Aim ->
Exactly reproduce the lines that follow.

Dataset content ->
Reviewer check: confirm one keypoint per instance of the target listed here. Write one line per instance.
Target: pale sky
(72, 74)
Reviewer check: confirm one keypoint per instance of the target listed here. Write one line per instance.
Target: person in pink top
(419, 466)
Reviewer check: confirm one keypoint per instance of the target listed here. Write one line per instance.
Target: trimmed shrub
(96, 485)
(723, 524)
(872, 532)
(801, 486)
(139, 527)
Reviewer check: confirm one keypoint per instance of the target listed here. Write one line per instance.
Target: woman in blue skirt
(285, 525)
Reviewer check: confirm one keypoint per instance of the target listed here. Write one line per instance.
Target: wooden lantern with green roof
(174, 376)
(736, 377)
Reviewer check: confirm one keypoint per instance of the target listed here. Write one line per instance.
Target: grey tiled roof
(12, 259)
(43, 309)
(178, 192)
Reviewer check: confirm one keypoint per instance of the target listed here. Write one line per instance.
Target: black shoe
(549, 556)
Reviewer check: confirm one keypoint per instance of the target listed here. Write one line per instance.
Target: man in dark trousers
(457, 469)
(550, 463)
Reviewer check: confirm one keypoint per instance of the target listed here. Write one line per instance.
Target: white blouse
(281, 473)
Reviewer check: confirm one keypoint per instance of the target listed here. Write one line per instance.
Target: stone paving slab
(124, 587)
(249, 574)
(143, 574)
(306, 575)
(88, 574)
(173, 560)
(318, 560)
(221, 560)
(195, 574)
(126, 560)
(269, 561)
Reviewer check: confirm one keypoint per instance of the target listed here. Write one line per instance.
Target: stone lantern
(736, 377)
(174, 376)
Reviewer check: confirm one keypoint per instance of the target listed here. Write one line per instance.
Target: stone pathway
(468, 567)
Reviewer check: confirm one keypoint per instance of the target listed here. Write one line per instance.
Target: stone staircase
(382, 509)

Written answer ->
Reviewer check: confirm one keypoint per instance of the target listed here. Write one line per instance.
Target: pale sky
(72, 74)
Reviewer check: confirm one keypoint per instance of the target listed here. Write one line per instance.
Target: person in pink top
(419, 466)
Reviewer check: confirm one keypoint per instance of the target listed here. Write one line per instance.
Target: trimmed shrub
(96, 485)
(723, 524)
(872, 532)
(801, 486)
(139, 527)
Reviewer check: confirm one keypoint per instance of the target listed here. Write one line per instance.
Target: woman in blue skirt
(285, 525)
Reviewer check: confirm one keypoint per instance of the target listed here. Write one line per instance.
Target: wooden lantern with green roof
(174, 376)
(736, 377)
Reviewer check: confirm one keypoint per instance of the target listed here. Write one line per instance.
Target: grey tiled roof
(12, 259)
(43, 309)
(178, 192)
Reviewer check: confirm one keypoint per instance of the target listed here. Write one line per instance.
Target: black shoe
(549, 556)
Reviewer check: confirm one keypoint per instance of the target listed here. Write one line per instance.
Target: man in dark trousers
(457, 469)
(550, 463)
Reviewer check: confirm one keypoint per instance of the target listed here. Write one line per instance.
Target: white blouse
(281, 473)
Reviewer check: confirm one keypoint per instance of the target listed here. Write one line per instance.
Target: stone paving slab
(124, 587)
(249, 574)
(143, 574)
(306, 575)
(88, 574)
(173, 560)
(318, 560)
(221, 560)
(195, 574)
(126, 560)
(269, 561)
Reviewer check: confirm one keypoint per instance of the target listed here. Write one line per instance.
Target: stone lantern
(736, 377)
(174, 376)
Reviewer check: confirm one keypoint per instance of the target listed here. Write one line per instance.
Target: stone pathway
(468, 567)
Reviewer check: confirm one keypoint per instance of the target listed here. Write one line per instance.
Target: stone staircase
(382, 509)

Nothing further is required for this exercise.